* PROVIDED MATERIAL

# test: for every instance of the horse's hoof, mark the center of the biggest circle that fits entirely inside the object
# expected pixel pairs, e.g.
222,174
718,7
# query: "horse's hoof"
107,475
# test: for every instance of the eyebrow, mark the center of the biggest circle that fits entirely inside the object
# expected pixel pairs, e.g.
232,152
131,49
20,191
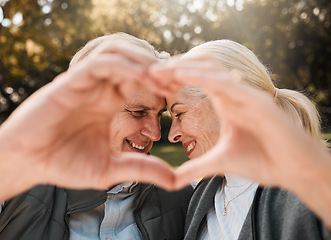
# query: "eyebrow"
175,104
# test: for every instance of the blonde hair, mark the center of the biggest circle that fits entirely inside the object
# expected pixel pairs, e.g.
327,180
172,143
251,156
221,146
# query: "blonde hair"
120,36
235,56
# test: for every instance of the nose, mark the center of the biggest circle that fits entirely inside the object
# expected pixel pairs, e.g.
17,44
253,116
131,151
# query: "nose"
152,129
175,133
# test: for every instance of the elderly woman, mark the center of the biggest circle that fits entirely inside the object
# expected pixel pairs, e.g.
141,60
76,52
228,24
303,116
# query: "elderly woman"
232,207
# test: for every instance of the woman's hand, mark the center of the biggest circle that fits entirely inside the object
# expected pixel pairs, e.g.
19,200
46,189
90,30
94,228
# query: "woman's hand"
59,135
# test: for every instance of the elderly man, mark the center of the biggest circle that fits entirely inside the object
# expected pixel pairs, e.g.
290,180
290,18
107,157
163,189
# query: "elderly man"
86,132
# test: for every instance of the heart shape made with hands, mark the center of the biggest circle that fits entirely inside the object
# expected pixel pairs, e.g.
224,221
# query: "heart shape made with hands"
74,116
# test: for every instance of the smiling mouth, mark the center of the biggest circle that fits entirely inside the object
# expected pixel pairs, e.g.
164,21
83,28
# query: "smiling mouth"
136,146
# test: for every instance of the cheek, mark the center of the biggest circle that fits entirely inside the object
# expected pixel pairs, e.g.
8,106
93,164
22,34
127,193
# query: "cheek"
190,127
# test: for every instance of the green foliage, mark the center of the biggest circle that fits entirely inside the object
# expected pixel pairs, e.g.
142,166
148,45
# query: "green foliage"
293,38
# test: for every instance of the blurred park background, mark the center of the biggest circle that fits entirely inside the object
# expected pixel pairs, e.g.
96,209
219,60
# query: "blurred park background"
291,37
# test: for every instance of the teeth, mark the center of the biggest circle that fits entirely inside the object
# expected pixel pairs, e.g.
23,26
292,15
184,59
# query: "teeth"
191,146
137,146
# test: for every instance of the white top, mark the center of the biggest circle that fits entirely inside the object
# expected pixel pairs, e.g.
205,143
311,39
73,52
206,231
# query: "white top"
228,226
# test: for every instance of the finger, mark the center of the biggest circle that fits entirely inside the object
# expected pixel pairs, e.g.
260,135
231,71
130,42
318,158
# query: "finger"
195,169
142,168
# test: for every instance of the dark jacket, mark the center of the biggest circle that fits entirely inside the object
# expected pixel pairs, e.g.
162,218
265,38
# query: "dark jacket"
44,212
274,214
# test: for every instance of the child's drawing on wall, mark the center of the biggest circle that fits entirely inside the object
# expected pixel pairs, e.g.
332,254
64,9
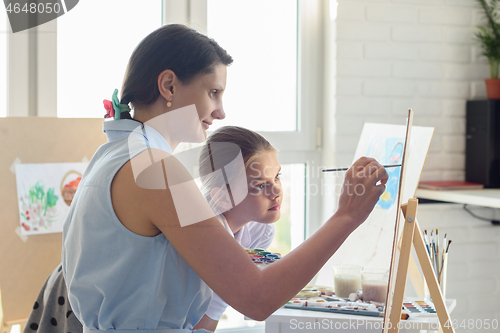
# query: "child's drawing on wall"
45,192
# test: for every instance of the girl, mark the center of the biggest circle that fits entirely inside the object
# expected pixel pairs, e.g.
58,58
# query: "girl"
248,229
250,221
130,260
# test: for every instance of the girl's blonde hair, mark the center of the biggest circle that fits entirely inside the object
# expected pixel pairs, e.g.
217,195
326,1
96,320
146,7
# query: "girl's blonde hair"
222,148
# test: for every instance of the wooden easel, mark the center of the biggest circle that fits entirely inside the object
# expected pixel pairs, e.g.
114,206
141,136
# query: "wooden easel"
413,235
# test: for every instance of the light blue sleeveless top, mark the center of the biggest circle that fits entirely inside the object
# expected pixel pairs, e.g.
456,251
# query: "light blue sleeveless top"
118,280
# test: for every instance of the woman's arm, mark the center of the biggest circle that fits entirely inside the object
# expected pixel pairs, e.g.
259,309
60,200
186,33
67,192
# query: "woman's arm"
223,264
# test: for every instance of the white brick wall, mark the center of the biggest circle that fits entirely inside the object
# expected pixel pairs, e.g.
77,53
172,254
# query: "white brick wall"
396,54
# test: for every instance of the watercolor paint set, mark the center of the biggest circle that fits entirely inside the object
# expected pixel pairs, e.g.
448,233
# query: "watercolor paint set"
335,306
262,258
318,298
420,307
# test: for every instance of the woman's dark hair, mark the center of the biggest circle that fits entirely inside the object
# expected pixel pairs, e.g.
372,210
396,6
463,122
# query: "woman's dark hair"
183,50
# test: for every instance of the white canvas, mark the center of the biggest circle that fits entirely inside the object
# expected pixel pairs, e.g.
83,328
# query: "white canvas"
370,246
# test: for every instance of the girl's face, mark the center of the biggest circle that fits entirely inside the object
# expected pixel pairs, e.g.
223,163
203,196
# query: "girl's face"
263,202
206,93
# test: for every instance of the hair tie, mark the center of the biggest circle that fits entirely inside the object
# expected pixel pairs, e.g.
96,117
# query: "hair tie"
113,107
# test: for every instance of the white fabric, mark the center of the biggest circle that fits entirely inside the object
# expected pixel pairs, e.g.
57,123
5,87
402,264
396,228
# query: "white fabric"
250,236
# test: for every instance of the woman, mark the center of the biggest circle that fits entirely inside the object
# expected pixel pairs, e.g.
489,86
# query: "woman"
138,252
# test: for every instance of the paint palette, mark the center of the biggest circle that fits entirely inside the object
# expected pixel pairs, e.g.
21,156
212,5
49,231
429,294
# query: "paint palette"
419,307
262,258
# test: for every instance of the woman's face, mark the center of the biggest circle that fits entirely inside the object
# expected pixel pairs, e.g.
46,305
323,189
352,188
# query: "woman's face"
206,93
263,202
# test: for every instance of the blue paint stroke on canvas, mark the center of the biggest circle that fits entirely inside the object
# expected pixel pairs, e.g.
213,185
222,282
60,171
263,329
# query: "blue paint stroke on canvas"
388,151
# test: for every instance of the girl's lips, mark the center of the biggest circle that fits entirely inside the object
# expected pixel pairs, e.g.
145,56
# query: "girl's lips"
277,207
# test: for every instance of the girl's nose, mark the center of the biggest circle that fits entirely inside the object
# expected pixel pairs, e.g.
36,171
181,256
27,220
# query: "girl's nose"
276,191
219,113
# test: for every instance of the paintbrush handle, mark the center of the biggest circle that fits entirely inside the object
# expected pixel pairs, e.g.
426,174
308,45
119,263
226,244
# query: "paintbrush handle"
345,169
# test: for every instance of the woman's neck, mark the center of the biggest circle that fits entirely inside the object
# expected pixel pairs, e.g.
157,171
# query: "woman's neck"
175,125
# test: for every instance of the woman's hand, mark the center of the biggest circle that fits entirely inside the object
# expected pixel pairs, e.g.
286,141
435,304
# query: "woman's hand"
361,189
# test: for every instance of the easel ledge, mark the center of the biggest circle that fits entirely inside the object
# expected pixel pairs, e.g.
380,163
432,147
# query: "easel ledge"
413,235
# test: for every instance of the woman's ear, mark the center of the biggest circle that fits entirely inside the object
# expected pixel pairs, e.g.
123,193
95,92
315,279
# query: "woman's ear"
221,199
166,81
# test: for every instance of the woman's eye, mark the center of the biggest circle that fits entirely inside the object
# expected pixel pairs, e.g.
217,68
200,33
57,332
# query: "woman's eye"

* PROBLEM TO WORK ON
The records above must all be output exactly. Omit the images.

* TASK SOLUTION
# test: for every instance of the horse's hoof, mark the center of the biggest circle that fits entirely inside the object
# expected pixel pairs, e.g.
222,174
718,7
# query: "horse's hoof"
107,475
# test: for every instance of the eyebrow, mark the center of the biggest circle that fits entirely inside the object
# expected pixel pairs, e.g.
232,152
131,49
20,191
# query: "eyebrow"
175,104
# test: for every instance of the blonde hair, mark the center of the biggest circle that fits entirely inside the object
# expected pixel pairs, e.g.
327,180
172,143
251,156
221,146
# query: "blonde hair"
120,36
235,56
# test: for every instance of the nose, mark the center of the biggest circle that fits entirely inside the object
# expected pixel pairs, e.g.
17,44
253,116
131,151
# query: "nose"
152,129
175,133
# test: for every instance of the elderly woman, mark the center of the biggest circle that fits entirely inside the object
# expected pixel pairs, e.g.
141,60
76,52
228,24
303,116
# query: "elderly woman"
232,207
# test: for every instance of the woman's hand, mark the center of the biggest circle that fits entirely inside the object
# expected pixel pairs, e.g.
19,200
46,189
90,30
94,228
# query: "woman's hand"
59,135
# test: for every instance of the elderly man, mark the center of the biggest circle that fits entirely inside the object
# expected pixel pairs, e.g.
290,180
290,18
107,157
163,189
# query: "elderly man"
86,132
# test: for every instance of the heart shape made with hands, mark the center of the biggest circle that fits entirely inside the object
# expected pixel pairs, e.g.
224,221
# query: "heart shape made with hands"
74,116
# test: for every instance of the smiling mouth, mark the center of the biggest circle that fits entirely inside the object
# expected pixel pairs, e.g.
164,21
83,28
# query: "smiling mouth"
136,146
# test: for every instance of the cheek, mark the center of the biggest circle that fits entirely inside the object
# expected pixel pairs, e.g.
8,106
93,164
22,34
127,193
# query: "cheek"
190,127
# test: for every instance of the green foliage, mark the center of the biggest circle that fits entirely inside the object
# expected pixel pairs, e.g.
142,166
148,45
# query: "green foliage"
293,38
# test: for every instance of the blurred park background, mark the center of the biggest circle that fits entirely inside the object
# expected pixel pairs, e.g.
96,209
219,60
# query: "blurred park background"
291,37
# test: for every instance of the teeth, mark the center of the biggest circle that fits entirely inside the object
# expected pixel pairs, e.g.
23,26
292,15
184,59
# query: "teeth"
191,146
137,146
# test: for every instance of the white top, mark the center of the biggest circle that fits entirely inside the object
# expected pixel pairs, e.g.
205,143
311,39
73,52
206,231
# query: "white top"
228,226
# test: for every instance of the finger, mark the center of the biggest circle that fits entirely inside the object
# expected pixel pairs, e.g.
260,135
231,71
130,42
318,158
# query: "finger"
195,169
142,168
# test: for every instance of the dark jacket, mark the center of the biggest circle that fits entirely inside the object
# expected pixel pairs, e.g.
162,218
265,38
# query: "dark jacket"
44,212
274,214
# test: for every instance of the child's drawing on wall, mark the center of the biggest circle that fits entirely inside the object
# expected pixel pairs, e.g.
332,254
64,9
# query: "child's drawing on wall"
45,192
# test: for every instance of the girl, mark the center of the biggest circle that fits entirely inside the object
# expected pixel pairs, e.g.
58,58
# query: "girl"
248,229
250,221
130,260
# test: for every instance of the girl's blonde hair, mark the center of the biggest circle that fits entirely inside the object
# expected pixel pairs, e.g.
217,195
326,1
96,320
146,7
# query: "girl's blonde hair"
222,148
# test: for every instance of the wooden easel, mark the center of the biggest circle that fits entirely inside the object
# expected pixel pairs, e.g.
114,206
141,136
# query: "wooden easel"
413,235
# test: for every instance of the light blue sleeveless top, mark the center of the biggest circle that fits entirely inside the object
# expected pixel pairs, e.g.
456,251
# query: "light blue sleeveless top"
118,280
# test: for every instance of the woman's arm, mark the center of the biggest circle that fits entirely inside the object
# expected pixel pairs, e.g.
259,309
60,200
186,33
67,192
# query: "woman's arm"
223,264
# test: for every instance of the white brick wall, mark the center of the biggest circle that fits entirely inside the object
# expected pixel pairs, e.g.
77,53
172,254
# query: "white brick wall"
396,54
# test: for every instance of the watercolor paint set, mark the center of the biggest circle that fits entirely inside the object
# expected pixel pairs, e.g.
448,233
# query: "watercolor paint set"
335,306
262,258
318,298
420,307
# test: for every instance of the woman's dark hair, mark the center of the biggest circle that fits entirely inside the object
# expected pixel pairs, e.g.
372,210
396,6
463,122
# query: "woman's dark hair"
183,50
# test: for every instance of the white canvas, mark the center of the biggest circle that fits entirely inside the object
# expected pixel pairs, e.g.
83,328
# query: "white canvas"
370,246
# test: for every instance of the girl's face, mark the center of the biggest circle that fits entirely inside the object
# expected pixel pairs, e.g.
223,163
203,196
# query: "girl's face"
263,202
206,93
# test: for every instance of the hair tie, mark the center of the biggest circle that fits entirely inside the object
# expected pixel pairs, e.g.
96,117
# query: "hair tie"
113,107
# test: for every instance of the white fabric, mark the center of the biggest circle that fits entirely inside the object
# expected pixel pairs, e.g.
57,123
5,87
402,264
396,228
# query: "white fabric"
250,236
# test: for every instance of the woman, mark the center of the biggest circle that fits entirely inside the object
# expected pixel pairs, e.g.
489,86
# query: "woman"
138,252
# test: for every instance of the paint palette, mark the center of the biggest circle that fits entirely inside the object
# expected pixel pairs, e.g.
21,156
212,5
49,231
429,294
# query: "paint palette"
419,307
262,258
# test: for every instance of the woman's face, mark the center of the biggest circle that fits entirely inside the object
# expected pixel pairs, e.g.
46,305
323,189
352,188
# query: "woman's face"
206,93
263,202
# test: for every instance of the blue paint stroke on canvas, mark the center of the biggest circle that fits entirely inside the object
# expected pixel pairs, e.g.
213,185
222,282
60,171
263,329
# query: "blue paint stroke on canvas"
388,151
# test: for every instance of the girl's lips, mark the center of the biggest circle that fits entirely inside the object
# expected pixel pairs, e.g.
145,56
# query: "girl's lips"
277,207
# test: for every instance of the girl's nose, mark the center of the biggest circle that fits entirely inside the object
# expected pixel pairs, e.g.
36,171
181,256
27,220
# query: "girl's nose"
276,191
219,113
# test: for every instance of the paintbrush handle, mark the center of the biggest circle that fits entirely inside the object
# expected pixel pairs, e.g.
426,174
308,45
119,263
226,244
# query: "paintbrush handle"
345,169
# test: for every instance of the woman's neck, mark the center of the biggest circle that fits entirely inside the object
# expected pixel pairs, e.g.
157,171
# query: "woman's neck"
175,125
# test: for every instance of the woman's hand, mark the center of the biggest circle that fits entirely inside the object
# expected pixel pairs, e.g.
286,141
435,304
# query: "woman's hand"
361,189
# test: for every instance of the easel ledge, mark the center of the biggest circle that fits entirely inside the object
# expected pixel pairs, e.g.
380,163
432,147
# query: "easel ledge"
413,235
# test: for every instance of the woman's ear, mark the center of the biggest circle that fits entirely inside the object
# expected pixel pairs, e.g.
123,193
95,92
315,279
# query: "woman's ear"
221,199
166,81
# test: for every instance of the woman's eye, mark the center of the biggest circle that fits entirely inside the object
# expected pixel pairs, e.g.
217,68
200,33
57,332
# query: "woman's eye"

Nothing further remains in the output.